(GOALS):
• A. In the passage on the cosmetic applicator tip, what two examples are given of an absorbent material on the working portion?
• B. Resume the passage on the cosmetic applicator tip from its last sentence, keeping its style.

(EXCERPT PROVIDED):
The body (10) is shown in
The first end (11) of the body is configured to grip the circuit housing (40) and form a liquid tight seal therewith. This may be accomplished by providing snap-fitting features near the first end of the body such that the snap-fitting features are capable of engaging complementary features on the circuit housing. Likewise, the second end (12) of the body is configured to grip the applicator tip (20) and form a liquid tight seal therewith. This may be accomplished by providing snap-fitting features near the second end of the body such that the snap-fitting features are capable of engaging complementary features on the applicator tip. Other means of achieving liquid tight fittings are well known in the art.
In one embodiment, product flows out the exit orifice (23) and directly onto a target surface, i.e. the skin. Alternatively, the applicator tip (20) may be provided with a “working portion” (27). The working portion of the tip is a part of the outer surface of the applicator tip that is immediately adjacent to the exit orifice. If provided, the working portion will generally be the portion of the tip that is used to convey product to an application surface. Therefore, the working portion may incorporate any features that facilitate that step. For example, consideration may be given to the shape of the working portion of the tip such that the working portion is shaped for applying cosmetic to a specific portion of the body: a relatively small working portion for application to the eye area; a working portion in the shape of a lipstick bullet for delivery of products to the lips; a relatively larger, extended flat surface for delivery of product to extended surfaces of the body, i.e. the arms and legs. A working portion of any useful shape may be used.
Another tip feature where variation is possible, is the texture of the working portion (27). The working portion may be smooth or textured to facilitate pick and delivery of product. Texture may be provided by treating the surface of the tip. For example, the tip may be overlaid with absorbent or exfoliating material. Flocking the tip is one example of providing an absorbent material that takes up more product from the reservoir than a naked tip, and can also facilitate application to the application surface. A sponge is another example. Alternatively, an exfoliating tip may be used so that at the time of application the heated product may better penetrate the skin. In this case, both the exfoliating action and the heat from the applicator work to open the pores of the skin to receive product at a deeper level. An exfoliating working portion may be provided by covering the working portion of the tip with an abrasive material or by molding a raised and embossed pattern into the tip itself.
The whole applicator tip (20) or any portion thereof, may be straight or curved. It may be beneficial to curve the whole tip if that shape facilitates delivery of product to a particular area of the body that would be harder to reach or harder to coat with product if the tip was not curved. For example, sometimes curved or arced applicators are used on the eyelids or eyelashes. By a curved applicator, it is meant that a central axis that passes through the interior of the applicator tip from distal end to proximal end, is curved.

(MATERIAL):

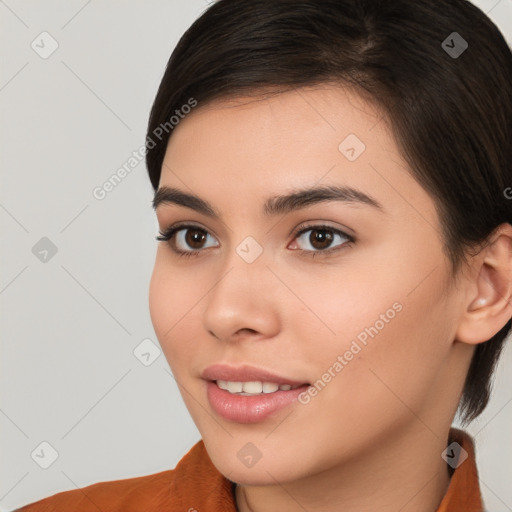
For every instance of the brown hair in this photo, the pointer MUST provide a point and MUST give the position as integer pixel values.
(450, 110)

(TASK RESPONSES):
• A. Flocking the tip and a sponge.

• B.
The interior of the applicator tip (20) is in contact with heated product as the product is flowing through the applicator tip and being dispensed. Some of this heat will transfer into the applicator tip, where it may cause discomfort to a user and from where the heat will be lost to the ambient atmosphere. So that a maximum amount of heat remains in the dispensed product, it is preferable if the applicator tip does not readily conduct heat, Optionally, some portions of the applicator tip may be insulators of heat. By insulating the applicator tip, energy may be saved, the product may be heated more efficiently and the consumer may be spared any inadvertent or unwanted exposure to heat. One method of insulating may include making the wall of the applicator tip of a substantial thickness of plastic, to slow heat loss. The actual thickness will depend on the rate of heat generation and the particular material employed. This is readily determinable by routine experimentation. Materials that readily conduct heat may be less preferred for the applicator tip.
The current source provides electrical energy to a resistive element that generates heat. Preferably, the current source comprises a DC power supply. In the preferred embodiment, the DC power supply is one or more batteries. Common household batteries, such as those used in flashlights and smoke detectors, selected to provide the resistive element with the proper current and voltage, are preferred. These typically include what are known as AA, AAA, C, D and 9 volt batteries. Other batteries that may be appropriate are those commonly found in cell phones, hearing aides, wrist watches and 35 mm cameras. The present invention is not limited by the type of chemistry used in the battery. Examples of battery chemistry include: zinc-carbon (or standard carbon), alkaline, lithium, nickel-cadmium (rechargeable), nickel-metal hydride (rechargeable), lithium-ion, zinc-air, zinc-mercury oxide and silver-zinc chemistries.
Other sources of DC current include solar cell technology, as found in many handheld devices, for example calculators and cell phones. According to this embodiment, one or more light collecting portions are located where sunlight or artificial light may shine on it. For example, the light collecting portions may be located on the outside surface of the handle, parallel to the axis of the handle. When light impinges the light collecting portions, the light energy is converted to electrical current for supplying the resistive element, via well known light cell technology. Optionally, a storage cell may be provided to store any unused electrical energy created by a photo cell, which may later be used to supply the resistive heating element, as for example when the lighting is too dim to create an adequate photo-current for the heating element.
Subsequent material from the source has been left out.